INSTRUCTIONS TO FOLLOW:
According to the passage below on legitimacy in European governance, why does the debate over the EU's democratic deficit risk greatly exaggerating how serious the problem is?
# START OF TEXT PASSAGE
I. Legitimacy in European Governance – Why Bother?
For almost 15 years, since the French and Danish referendums on the Maastricht treaties, the notion of a ‘democratic deficit’ has resounded through the European academic and political landscape. Yet, scholars as well as politicians could not differ more in their assessments. At one end of the spectrum, it is argued that the EU constitutes a federal polity in the making. According to this view, the EU's democratic deficit stems from an institutional setting that does not meet basic standards of governance common for liberal democracies. Consequently, the EU should improve the democratic quality of its decision-making processes through, for example, European-wide referendums, the direct election of the EU Commission president, the empowerment of the European Parliament and the like.2 At the other end of the spectrum, the EU is seen as an international organization that accommodates co-operation between its diverse Member States. In its extreme form, the argument of a democratic deficit claims that immoderate delegation as well as the craving for power of supranational bureaucracies has turned this organization into a technocratic super-state that short-circuits democratic processes at the national level. It thus runs the risk of overstretching the limited acquiescence of EU citizens. Accordingly, the solution is not to improve the democratic quality of EU policy-making, but to reduce the supranational powers of the EU.3
Yet, as Andrew Moravcsik reminds us, these contributions are generally based upon stylized ideal-types that are rarely met in reality. The debate, therefore, runs the risk of largely exaggerating the severity of the problem. In fact, one might even contend that the ‘near consensual criticism of European integration as democratically illegitimate is [. . .] unwarranted’ (Moravcsik, 2004). So why bother? While the debate on the ‘democratic deficit’ sometimes appears shrill and biased, there is nevertheless a widespread sentiment that the permissive consensus supporting European integration, almost no matter what, shows signs of erosion, which is mirrored in, for example, decreasing turnouts for elections to the European Parliament and protests during European summits. Moreover, the acquis communautaire has reached a degree of intrusion in the lives of European citizens including regulatory policies with distributive effects that we may ask whether the democratic quality of EU policy-making matches the severity of its decisions. Finally, we can observe an increasing alienation and disillusionment of citizens from the policy-making process, both at the national and at the European levels. ‘Europe’ and ‘globalization’ fears are frequently exploited by populist and simplistic arguments in national election campaigns. And as far as the EU is concerned, this problem is exacerbated by the well-known scapegoating behaviour of national policy-makers who frequently blame ‘Brussels’ for costly and unpopular decisions, while claiming the better accepted policies for themselves.
# END OF TEXT PASSAGE
# START OF RECORD EXTRACTS
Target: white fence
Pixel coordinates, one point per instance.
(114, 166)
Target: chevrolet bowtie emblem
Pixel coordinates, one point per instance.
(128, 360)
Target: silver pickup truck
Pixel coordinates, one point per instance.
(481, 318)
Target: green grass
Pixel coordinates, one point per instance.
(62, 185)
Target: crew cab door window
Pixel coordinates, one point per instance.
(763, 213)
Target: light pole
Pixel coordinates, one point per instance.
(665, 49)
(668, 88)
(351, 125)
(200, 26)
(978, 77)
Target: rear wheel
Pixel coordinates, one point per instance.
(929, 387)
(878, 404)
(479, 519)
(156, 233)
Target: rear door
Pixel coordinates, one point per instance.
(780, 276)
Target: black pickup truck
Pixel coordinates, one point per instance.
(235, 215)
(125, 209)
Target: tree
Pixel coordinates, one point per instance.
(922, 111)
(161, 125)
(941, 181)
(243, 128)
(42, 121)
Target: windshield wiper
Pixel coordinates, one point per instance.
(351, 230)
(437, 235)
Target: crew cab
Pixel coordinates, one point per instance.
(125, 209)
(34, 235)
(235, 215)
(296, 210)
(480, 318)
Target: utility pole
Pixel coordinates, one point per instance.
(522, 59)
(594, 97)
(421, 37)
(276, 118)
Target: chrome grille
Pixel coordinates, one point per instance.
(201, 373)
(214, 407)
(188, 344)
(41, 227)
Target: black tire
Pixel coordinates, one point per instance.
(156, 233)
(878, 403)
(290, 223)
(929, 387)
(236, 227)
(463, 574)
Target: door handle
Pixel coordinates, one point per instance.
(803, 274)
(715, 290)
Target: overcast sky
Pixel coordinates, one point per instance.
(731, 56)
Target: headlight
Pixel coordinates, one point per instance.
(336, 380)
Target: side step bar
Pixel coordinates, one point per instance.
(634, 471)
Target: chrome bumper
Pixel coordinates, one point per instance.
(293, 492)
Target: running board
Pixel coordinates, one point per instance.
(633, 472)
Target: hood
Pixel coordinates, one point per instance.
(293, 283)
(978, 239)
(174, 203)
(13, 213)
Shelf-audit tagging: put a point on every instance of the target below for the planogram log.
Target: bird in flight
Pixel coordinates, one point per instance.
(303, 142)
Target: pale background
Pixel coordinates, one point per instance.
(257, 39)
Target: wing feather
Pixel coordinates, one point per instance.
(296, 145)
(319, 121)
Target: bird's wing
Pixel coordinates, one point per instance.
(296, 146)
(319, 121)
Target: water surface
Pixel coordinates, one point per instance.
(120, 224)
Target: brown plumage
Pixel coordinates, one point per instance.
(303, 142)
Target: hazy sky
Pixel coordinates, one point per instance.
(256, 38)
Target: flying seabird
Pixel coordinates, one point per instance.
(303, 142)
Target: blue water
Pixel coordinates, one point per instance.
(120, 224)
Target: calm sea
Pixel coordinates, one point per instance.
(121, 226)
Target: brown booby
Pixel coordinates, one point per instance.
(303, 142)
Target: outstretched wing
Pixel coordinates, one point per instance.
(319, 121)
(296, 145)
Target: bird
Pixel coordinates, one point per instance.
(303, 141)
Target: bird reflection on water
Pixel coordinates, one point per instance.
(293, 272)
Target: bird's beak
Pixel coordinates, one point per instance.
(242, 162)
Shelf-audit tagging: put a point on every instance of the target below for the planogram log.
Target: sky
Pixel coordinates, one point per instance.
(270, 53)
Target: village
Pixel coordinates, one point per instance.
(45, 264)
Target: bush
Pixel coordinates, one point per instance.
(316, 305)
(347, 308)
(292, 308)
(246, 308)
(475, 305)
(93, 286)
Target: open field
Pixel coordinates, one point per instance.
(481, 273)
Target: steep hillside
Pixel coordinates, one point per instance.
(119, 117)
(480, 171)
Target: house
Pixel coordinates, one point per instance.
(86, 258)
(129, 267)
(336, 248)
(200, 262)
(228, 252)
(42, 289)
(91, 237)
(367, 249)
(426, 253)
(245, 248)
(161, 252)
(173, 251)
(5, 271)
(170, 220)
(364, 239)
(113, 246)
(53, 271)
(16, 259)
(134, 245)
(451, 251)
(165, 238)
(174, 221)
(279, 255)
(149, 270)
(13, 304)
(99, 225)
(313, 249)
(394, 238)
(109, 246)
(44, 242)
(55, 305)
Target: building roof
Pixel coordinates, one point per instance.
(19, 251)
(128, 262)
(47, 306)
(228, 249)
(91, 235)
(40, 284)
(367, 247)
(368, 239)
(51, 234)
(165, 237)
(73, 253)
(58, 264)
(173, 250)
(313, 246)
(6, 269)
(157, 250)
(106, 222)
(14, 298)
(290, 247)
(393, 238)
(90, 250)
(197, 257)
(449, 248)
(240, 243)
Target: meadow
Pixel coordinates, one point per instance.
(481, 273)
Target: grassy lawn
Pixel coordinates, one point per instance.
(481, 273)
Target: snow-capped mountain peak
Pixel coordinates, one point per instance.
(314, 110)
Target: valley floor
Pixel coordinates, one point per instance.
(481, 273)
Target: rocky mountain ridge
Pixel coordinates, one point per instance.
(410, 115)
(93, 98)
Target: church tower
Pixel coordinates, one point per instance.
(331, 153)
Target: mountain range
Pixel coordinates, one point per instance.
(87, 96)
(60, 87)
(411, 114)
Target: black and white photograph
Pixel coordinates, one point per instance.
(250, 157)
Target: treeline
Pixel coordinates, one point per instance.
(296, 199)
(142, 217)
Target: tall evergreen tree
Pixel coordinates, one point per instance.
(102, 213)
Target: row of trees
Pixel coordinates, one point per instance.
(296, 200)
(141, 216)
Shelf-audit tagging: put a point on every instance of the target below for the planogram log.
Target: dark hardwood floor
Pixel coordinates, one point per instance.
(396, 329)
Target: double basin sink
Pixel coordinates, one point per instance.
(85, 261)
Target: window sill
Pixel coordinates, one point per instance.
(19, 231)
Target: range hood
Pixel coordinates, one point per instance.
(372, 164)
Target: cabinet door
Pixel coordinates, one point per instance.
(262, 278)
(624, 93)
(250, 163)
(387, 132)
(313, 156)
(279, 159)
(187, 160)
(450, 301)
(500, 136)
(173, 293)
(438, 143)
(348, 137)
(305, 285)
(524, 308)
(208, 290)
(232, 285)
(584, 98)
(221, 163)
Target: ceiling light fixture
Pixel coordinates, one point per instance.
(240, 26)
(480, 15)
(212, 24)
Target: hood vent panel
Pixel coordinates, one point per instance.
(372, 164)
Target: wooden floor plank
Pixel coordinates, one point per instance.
# END OF RECORD EXTRACTS
ANSWER TO THIS EXERCISE:
As Andrew Moravcsik points out, the arguments in that debate are generally based on stylized ideal-types that are rarely met in reality.